** SELECTED EXTRACT follows **
In the interior of Germany are mountains, which, while not so very high, are sufficiently difficult of passage to divide the north from the south and to direct the course of development in these two parts along very different lines. Only in the north was there a plain extensive enough to foster the development of a self-contained political unit. Here Prussia arose, and it was Prussia which was destined to become the nucleus of the German Empire.
Prussia was carried to great heights of power and prestige by Frederick the Great, but was temporarily eclipsed through the defeat inflicted by Napoleon. She gained her supremacy in Germany through Austria's secession from the Confederation in 1866 following a war of exemplary brevity. With the support of the other German states she then forced France to assent to the foundation of the new German Reich.
German history since the end of the Middle Ages has for the most part been tragic. Until 1870 cultural and religious disunion combined with the fact that the country was divided into a bewildering number of minute political entities to lead to frequent and frightful catastrophes. By far the worst of these was the Thirty Years' War, which left Germany depopulated, impoverished and brutalized. Many generations were needed to extricate the country from its misery.
During the whole eighteenth and the first decades of the nineteenth century, Germany furnished the military highroad, the foraging ground and the battlefield for the grandiose contest between the House of Hapsburg and France -- the France of kings, of revolutionary generals, and of Napoleon. These pages of Germany's history are also written in blood and tears. The overthrow of Napoleon terminated the terrible wars of the French Revolution and of the First Empire, which are to be regarded essentially as the continuation of the gigantic struggle between England and France for naval supremacy, as well as of the old rivalry between France and the Hapsburgs. It was left to the Congress of Vienna to effect the reorganization of Europe and of the rest of the world; and notwithstanding all the criticism to which its work has been subjected, one cannot withhold respect for what was achieved by those diplomats of the old school. For to all essential purposes, the conditions established by the Congress of Vienna lasted a century, right down to the World War.
A brief glance at one of those historical charts on which the war periods are tinted red shows what a peaceful century the nineteenth has been: how small the number of wars, as compared with previous centuries, and how short their duration. This largely explains why mankind was able to make such astounding progress during that period, and why the peoples of Europe were able to enjoy such a visible increase in civilization, prosperity and comfort.
** End of SELECTED EXTRACT **
** RAW DATA follows **
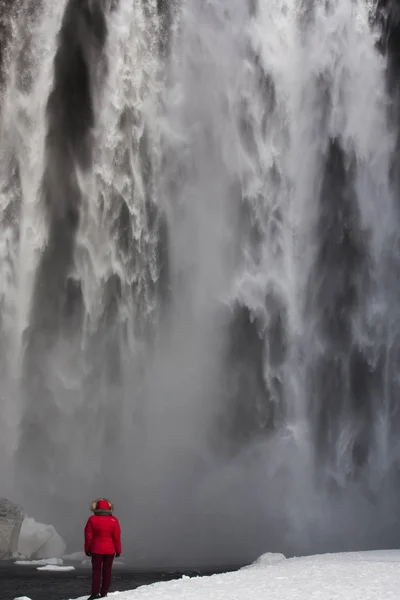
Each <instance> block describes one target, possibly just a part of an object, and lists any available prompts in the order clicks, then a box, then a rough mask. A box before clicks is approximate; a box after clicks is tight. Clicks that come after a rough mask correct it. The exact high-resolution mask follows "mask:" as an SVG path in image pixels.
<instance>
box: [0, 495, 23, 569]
mask: <svg viewBox="0 0 400 600" xmlns="http://www.w3.org/2000/svg"><path fill="white" fill-rule="evenodd" d="M23 519H24V512H23V510H22V508H21V507H20V506H18V505H17V504H14V503H13V502H10V500H7V499H6V498H0V559H5V558H10V557H12V555H13V553H14V552H17V547H18V539H19V533H20V531H21V525H22V521H23Z"/></svg>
** End of RAW DATA **
**EXERCISE OBJECTIVE**
List every country that the passage on German history refers to by a one-word name. The data that comes after the text is separate material.

**COMPLETED EXERCISE**
Germany, Prussia, Austria, France, England